Can you reproduce the data beneath, keeping every line exact?
====== Data excerpts
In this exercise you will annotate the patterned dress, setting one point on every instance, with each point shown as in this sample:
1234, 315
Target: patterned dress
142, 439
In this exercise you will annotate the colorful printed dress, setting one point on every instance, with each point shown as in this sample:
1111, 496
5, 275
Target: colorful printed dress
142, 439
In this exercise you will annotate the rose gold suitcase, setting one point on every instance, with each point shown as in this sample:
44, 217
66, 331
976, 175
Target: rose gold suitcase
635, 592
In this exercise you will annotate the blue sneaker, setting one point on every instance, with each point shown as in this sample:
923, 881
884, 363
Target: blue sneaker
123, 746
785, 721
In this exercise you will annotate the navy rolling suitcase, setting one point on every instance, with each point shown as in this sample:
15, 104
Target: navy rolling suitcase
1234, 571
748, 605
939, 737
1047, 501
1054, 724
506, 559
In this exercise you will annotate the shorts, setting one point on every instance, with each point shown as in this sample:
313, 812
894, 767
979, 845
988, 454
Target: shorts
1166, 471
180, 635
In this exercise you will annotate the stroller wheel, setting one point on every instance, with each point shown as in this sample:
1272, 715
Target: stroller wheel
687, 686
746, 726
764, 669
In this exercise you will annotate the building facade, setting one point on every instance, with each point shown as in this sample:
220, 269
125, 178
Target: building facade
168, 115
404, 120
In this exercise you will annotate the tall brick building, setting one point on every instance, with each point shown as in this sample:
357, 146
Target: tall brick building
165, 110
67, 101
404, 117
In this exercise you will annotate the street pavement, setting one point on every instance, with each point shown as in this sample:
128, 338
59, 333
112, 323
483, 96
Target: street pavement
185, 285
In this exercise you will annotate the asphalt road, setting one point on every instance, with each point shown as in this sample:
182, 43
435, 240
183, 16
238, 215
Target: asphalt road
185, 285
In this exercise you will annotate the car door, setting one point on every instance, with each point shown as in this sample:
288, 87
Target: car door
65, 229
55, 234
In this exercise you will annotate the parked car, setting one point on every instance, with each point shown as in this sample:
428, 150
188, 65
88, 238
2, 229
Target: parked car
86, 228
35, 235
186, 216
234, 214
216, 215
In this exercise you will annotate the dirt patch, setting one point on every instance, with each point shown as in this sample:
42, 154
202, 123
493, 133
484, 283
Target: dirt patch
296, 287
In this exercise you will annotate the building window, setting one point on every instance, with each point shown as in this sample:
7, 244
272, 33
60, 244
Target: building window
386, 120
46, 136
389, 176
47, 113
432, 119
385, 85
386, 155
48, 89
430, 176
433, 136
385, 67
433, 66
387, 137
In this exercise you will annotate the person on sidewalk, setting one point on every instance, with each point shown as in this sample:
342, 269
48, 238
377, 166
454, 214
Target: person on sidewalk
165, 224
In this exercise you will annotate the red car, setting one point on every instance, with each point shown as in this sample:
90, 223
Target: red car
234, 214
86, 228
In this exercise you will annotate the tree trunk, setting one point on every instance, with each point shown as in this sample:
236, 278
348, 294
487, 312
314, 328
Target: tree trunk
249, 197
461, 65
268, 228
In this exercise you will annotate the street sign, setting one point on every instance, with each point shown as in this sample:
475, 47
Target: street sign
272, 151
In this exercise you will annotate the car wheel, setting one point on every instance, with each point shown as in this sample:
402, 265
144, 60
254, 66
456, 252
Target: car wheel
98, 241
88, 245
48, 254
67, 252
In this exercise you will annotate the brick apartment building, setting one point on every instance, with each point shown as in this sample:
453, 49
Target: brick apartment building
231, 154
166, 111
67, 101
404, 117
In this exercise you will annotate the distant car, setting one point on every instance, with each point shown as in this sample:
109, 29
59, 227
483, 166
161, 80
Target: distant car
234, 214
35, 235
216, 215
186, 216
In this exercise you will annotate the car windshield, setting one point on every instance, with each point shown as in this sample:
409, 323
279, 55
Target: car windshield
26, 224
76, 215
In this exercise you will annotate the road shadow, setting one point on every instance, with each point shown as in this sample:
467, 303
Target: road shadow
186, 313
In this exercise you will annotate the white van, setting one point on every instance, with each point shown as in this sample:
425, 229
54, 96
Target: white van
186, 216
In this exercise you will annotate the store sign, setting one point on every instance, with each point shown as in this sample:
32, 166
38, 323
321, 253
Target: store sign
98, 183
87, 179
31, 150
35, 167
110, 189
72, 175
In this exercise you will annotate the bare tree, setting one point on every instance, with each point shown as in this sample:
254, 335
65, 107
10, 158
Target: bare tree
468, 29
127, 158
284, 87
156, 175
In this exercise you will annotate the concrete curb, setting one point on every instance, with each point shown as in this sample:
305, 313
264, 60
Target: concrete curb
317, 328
============
| Reply |
In this exercise you will annotate the patterned dress, setting one point on every instance, with each point shown as in this sample:
1234, 315
Target: patterned dress
142, 439
In this exercise you will annotate the colorful printed dress, setting one point on every instance, with each point shown as in this sample:
1111, 496
5, 275
Target: colorful printed dress
142, 439
In this exercise you will annotate the rose gold suitcase, setting one point on every instance, with each point shown as in this sample:
44, 217
66, 331
976, 175
Target: rose gold suitcase
635, 592
In this exercise you will annotate the blue sneaker, setting one point on every instance, with each point shown as in this sample:
923, 881
884, 363
Target: blue sneaker
123, 746
785, 721
In this exercise you will annotate the navy rolling suitcase, setting one point on every instance, with each point shown as in this sample:
15, 104
Target: navy rolling suitcase
1234, 571
748, 605
939, 737
1047, 501
1054, 724
506, 559
In this exercise you will annotate the shorts, setting one point on every instance, with each point shown as in this sample:
313, 812
894, 767
979, 845
988, 454
Target: shorts
1166, 471
180, 635
In this exercise you will annotate the stroller wheel, setting one point on every instance, with each point shown as in this sample:
1272, 715
Target: stroller wheel
687, 686
746, 726
764, 669
In this exercise you will annotate the building facade, setting one point on every instance, with each point shown as in this sample:
220, 269
125, 178
Target: building facade
168, 115
404, 120
In this exercise you will annotate the tall brick building, setting one point on every instance, with each point shown as in this sample:
357, 146
Target: tall brick building
165, 110
67, 101
404, 117
In this exercise you will annotate the street pavement, setting one point on every instance, with each point shown as in this sample:
128, 338
59, 333
112, 323
483, 96
Target: street pavement
185, 285
In this exercise you will annotate the asphalt road, setting one point on every instance, with each point shown as in this sample:
182, 43
435, 240
183, 16
238, 215
Target: asphalt road
185, 285
In this exercise you will annotate the car door, setting one point on every instance, with each point shown as in this sample:
288, 87
Target: car door
65, 229
55, 234
In this exercise you will annotate the parked car, setting one point on every instance, with each point shown as in this sample:
428, 150
188, 65
88, 238
2, 229
Target: parked car
86, 228
35, 235
186, 216
234, 214
216, 215
In this exercise you will annotate the dirt patch, setting one point on every instance, with each point shown as in this sample:
42, 154
202, 123
493, 133
484, 283
Target: dirt patch
296, 287
In this exercise you will annotate the building window, setting one point on every instance, with each point shown as in this sample:
7, 244
272, 33
60, 244
Target: building window
386, 120
46, 136
389, 176
47, 113
432, 119
385, 85
386, 155
48, 89
430, 176
433, 136
385, 67
433, 66
387, 137
In this exercise you will annotate the person on sidewalk, setting one point on every instance, with each point shown as in this sample:
342, 269
48, 238
377, 166
454, 214
Target: person on sidewalk
165, 224
In this exercise you will annotate the red car, setting one point on every instance, with each point shown as in this sample:
90, 223
Target: red car
234, 214
86, 228
In this exercise you will annotate the tree trunk, setting one point on every instance, with each point shown as in this sample:
236, 278
348, 294
487, 312
314, 328
Target: tree trunk
249, 197
461, 65
268, 228
In this exercise you will annotate the street sign, setting one point on every instance, with each point shown as in this sample:
475, 47
Target: street sign
272, 151
In this exercise you will annotate the car wheel, setting one point on every instance, with each point shown as in this sample:
402, 265
144, 60
254, 66
456, 252
Target: car wheel
98, 241
88, 245
48, 254
67, 252
In this exercise you will annotate the brick apartment building, setting one point on every instance, with each point shown as in this sample:
453, 49
Target: brick apartment building
231, 154
166, 111
67, 101
404, 117
In this exercise you will annotate the distant car, setting one point on every instance, with each point shown as in this sample:
109, 29
59, 227
483, 166
161, 80
Target: distant car
234, 214
35, 235
216, 215
186, 216
In this exercise you will annotate the car windshield, setting one point on every instance, with each point shown as in this sample:
409, 323
279, 55
Target: car windshield
26, 224
76, 215
In this exercise you will annotate the road shadow, setting one point on every instance, with each point shown as in this sample:
467, 303
Target: road shadow
186, 313
In this exercise you will annotate the white van, setting one point on every instance, with each point shown as in this sample:
425, 229
54, 96
Target: white van
186, 216
In this exercise you will annotate the store sign, setting one point on every instance, with each point shown as in this sample:
32, 166
38, 323
321, 253
Target: store sign
98, 183
87, 179
31, 150
35, 167
110, 189
72, 175
In this exercise you will annotate the bare tree, setting one point on every instance, with each point shown as in this sample:
254, 335
65, 107
10, 158
Target: bare tree
468, 29
127, 158
284, 87
156, 175
In this exercise you will annotate the concrete curb, setting one point on every instance, with each point shown as in this sample:
305, 313
264, 60
Target: concrete curb
317, 328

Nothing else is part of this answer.